DOCUMENT SEGMENT:

◆ ◆ ◆ ◆ ◆

In address to General Assembly, Abdullah warns that the US defunding of UNRWA will drive young people toward ‘radicalism and despair’

Jordan's King Abdullah II addresses the 73rd session of the General Assembly at the United Nations on September 25, 2018 in New York.  (AFP PHOTO / TIMOTHY A. CLARY)
Jordan's King Abdullah II addresses the 73rd session of the General Assembly at the United Nations on September 25, 2018 in New York. (AFP PHOTO / TIMOTHY A. CLARY)

Jordan’s King Abdullah II on Tuesday pleaded for urgent aid for Palestinian refugees and their descendants to curb the appeal of radicalism after the United States ended all support.

Addressing the UN General Assembly, the Jordanian leader sought a revival of the Israeli-Palestinian peace process and voiced worries about the financial collapse of UNRWA, the UN agency for Palestinian refugees.

“We need to support full funding of UNRWA and other vital efforts to protect families, keep communities stable and prepare young people for productive lives,” Abdullah said.

“It would be a terrible mistake to abandon youth to the forces of radicalism and despair. Such support is urgently needed to ensure UNRWA fulfills its role in accord with its UN mandate,” he said.

UNRWA supports some 5 million registered Palestinian refugees and their descendants, and provides schooling for 526,000 children in the West Bank and Gaza, Lebanon, Syria, and Jordan.

◆ ◆ ◆ ◆ ◆

SUPPLIED INFORMATION:
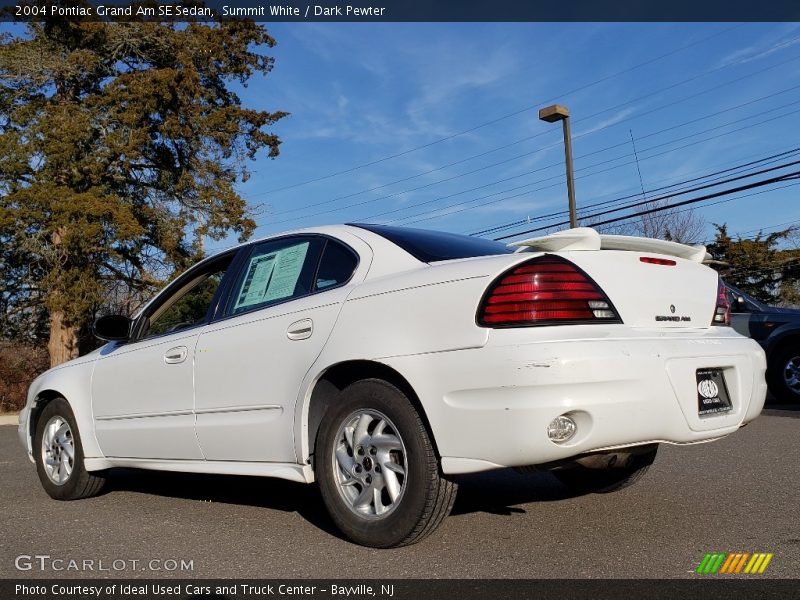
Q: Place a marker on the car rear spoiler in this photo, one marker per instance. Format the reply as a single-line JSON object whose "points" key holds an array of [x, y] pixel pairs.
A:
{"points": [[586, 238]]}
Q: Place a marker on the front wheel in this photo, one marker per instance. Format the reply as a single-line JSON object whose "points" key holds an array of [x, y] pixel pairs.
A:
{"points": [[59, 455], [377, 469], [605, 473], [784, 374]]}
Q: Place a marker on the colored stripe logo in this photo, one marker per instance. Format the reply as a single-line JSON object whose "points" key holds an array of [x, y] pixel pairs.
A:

◆ ◆ ◆ ◆ ◆

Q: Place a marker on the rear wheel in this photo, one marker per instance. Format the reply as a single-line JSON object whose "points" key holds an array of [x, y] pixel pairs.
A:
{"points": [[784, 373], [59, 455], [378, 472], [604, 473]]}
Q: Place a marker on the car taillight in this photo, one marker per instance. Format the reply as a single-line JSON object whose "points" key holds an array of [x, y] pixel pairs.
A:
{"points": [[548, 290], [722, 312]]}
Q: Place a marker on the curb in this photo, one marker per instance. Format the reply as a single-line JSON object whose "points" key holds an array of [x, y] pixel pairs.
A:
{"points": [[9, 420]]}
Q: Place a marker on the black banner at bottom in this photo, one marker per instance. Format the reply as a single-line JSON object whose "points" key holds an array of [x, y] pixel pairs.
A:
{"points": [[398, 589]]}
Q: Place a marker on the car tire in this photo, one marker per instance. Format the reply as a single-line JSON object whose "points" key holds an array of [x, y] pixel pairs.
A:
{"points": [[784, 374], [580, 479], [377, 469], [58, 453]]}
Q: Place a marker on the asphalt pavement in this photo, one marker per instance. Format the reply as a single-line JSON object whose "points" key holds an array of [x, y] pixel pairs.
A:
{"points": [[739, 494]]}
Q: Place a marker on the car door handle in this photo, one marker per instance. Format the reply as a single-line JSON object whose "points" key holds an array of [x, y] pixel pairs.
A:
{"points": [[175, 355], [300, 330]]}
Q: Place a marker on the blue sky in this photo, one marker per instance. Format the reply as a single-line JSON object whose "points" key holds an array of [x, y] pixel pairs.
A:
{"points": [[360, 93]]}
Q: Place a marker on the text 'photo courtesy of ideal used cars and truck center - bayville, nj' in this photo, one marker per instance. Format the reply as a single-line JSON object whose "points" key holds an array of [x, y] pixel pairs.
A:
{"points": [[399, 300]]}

◆ ◆ ◆ ◆ ◆

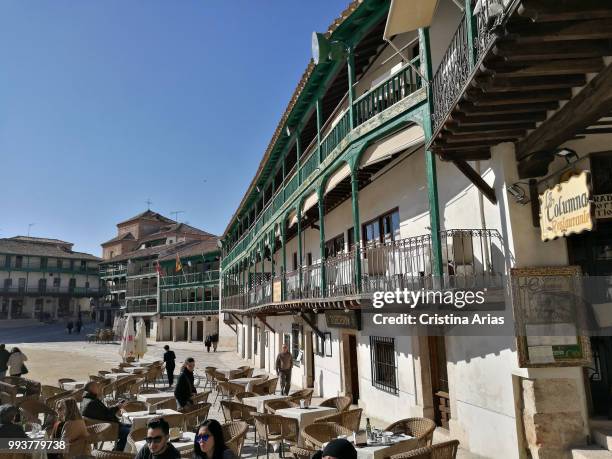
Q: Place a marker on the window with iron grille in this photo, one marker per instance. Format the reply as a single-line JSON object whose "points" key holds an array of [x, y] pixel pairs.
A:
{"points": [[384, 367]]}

◆ ◆ ◆ ◆ ◆

EXERCISE TASK:
In the article about King Abdullah's address to the UN General Assembly, can you reproduce everything from "UNRWA supports some" down to "Syria, and Jordan." word for word?

TASK RESPONSE:
UNRWA supports some 5 million registered Palestinian refugees and their descendants, and provides schooling for 526,000 children in the West Bank and Gaza, Lebanon, Syria, and Jordan.